**Exercise brief**
Count the lines in the material below that contain the word "floor", and give only that number.

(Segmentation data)
=-=-=-=-=
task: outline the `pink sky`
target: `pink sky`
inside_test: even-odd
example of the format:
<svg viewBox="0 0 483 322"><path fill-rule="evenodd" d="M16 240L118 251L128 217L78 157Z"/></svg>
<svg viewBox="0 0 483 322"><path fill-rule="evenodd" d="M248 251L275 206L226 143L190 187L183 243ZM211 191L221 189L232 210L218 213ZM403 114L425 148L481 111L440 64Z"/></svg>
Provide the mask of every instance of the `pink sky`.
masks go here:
=-=-=-=-=
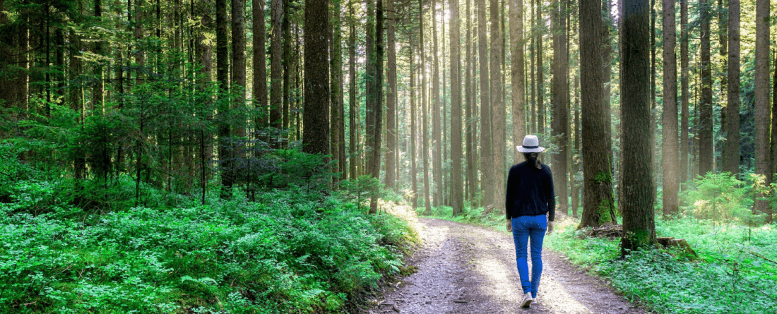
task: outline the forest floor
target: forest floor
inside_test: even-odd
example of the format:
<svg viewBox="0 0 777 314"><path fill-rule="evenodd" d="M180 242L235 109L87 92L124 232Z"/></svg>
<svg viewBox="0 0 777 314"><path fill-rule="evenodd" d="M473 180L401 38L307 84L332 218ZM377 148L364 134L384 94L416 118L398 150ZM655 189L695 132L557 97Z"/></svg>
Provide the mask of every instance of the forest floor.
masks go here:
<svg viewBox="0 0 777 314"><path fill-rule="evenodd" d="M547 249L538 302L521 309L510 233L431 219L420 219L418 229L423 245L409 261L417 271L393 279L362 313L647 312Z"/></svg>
=-=-=-=-=
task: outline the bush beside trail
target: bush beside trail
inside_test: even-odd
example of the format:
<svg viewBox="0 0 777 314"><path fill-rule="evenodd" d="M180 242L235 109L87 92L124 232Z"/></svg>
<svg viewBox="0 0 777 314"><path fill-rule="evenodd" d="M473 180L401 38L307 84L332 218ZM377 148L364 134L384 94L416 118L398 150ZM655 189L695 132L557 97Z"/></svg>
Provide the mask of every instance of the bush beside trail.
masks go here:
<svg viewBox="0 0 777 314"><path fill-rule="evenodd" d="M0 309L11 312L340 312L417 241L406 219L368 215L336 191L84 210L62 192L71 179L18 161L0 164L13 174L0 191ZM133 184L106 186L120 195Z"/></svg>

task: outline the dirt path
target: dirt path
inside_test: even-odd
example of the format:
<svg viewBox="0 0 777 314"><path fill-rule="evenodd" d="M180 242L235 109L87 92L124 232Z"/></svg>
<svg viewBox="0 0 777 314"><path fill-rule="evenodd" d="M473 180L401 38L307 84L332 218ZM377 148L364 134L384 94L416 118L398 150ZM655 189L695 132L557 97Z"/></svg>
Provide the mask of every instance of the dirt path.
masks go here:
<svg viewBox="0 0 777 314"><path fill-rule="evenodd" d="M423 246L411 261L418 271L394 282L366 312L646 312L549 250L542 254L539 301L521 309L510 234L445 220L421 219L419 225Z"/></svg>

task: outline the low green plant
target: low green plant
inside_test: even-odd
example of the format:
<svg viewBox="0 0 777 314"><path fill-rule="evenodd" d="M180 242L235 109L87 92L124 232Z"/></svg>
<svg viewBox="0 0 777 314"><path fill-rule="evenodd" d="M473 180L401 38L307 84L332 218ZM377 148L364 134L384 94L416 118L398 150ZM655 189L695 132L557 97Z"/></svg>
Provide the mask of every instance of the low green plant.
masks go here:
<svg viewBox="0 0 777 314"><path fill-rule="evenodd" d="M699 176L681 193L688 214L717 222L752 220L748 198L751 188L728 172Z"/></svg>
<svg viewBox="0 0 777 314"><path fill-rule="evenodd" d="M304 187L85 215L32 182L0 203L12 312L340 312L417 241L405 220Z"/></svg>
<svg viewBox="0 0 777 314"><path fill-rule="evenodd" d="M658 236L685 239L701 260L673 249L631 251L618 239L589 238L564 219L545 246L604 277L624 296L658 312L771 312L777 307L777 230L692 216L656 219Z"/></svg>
=-=-=-=-=
**In response**
3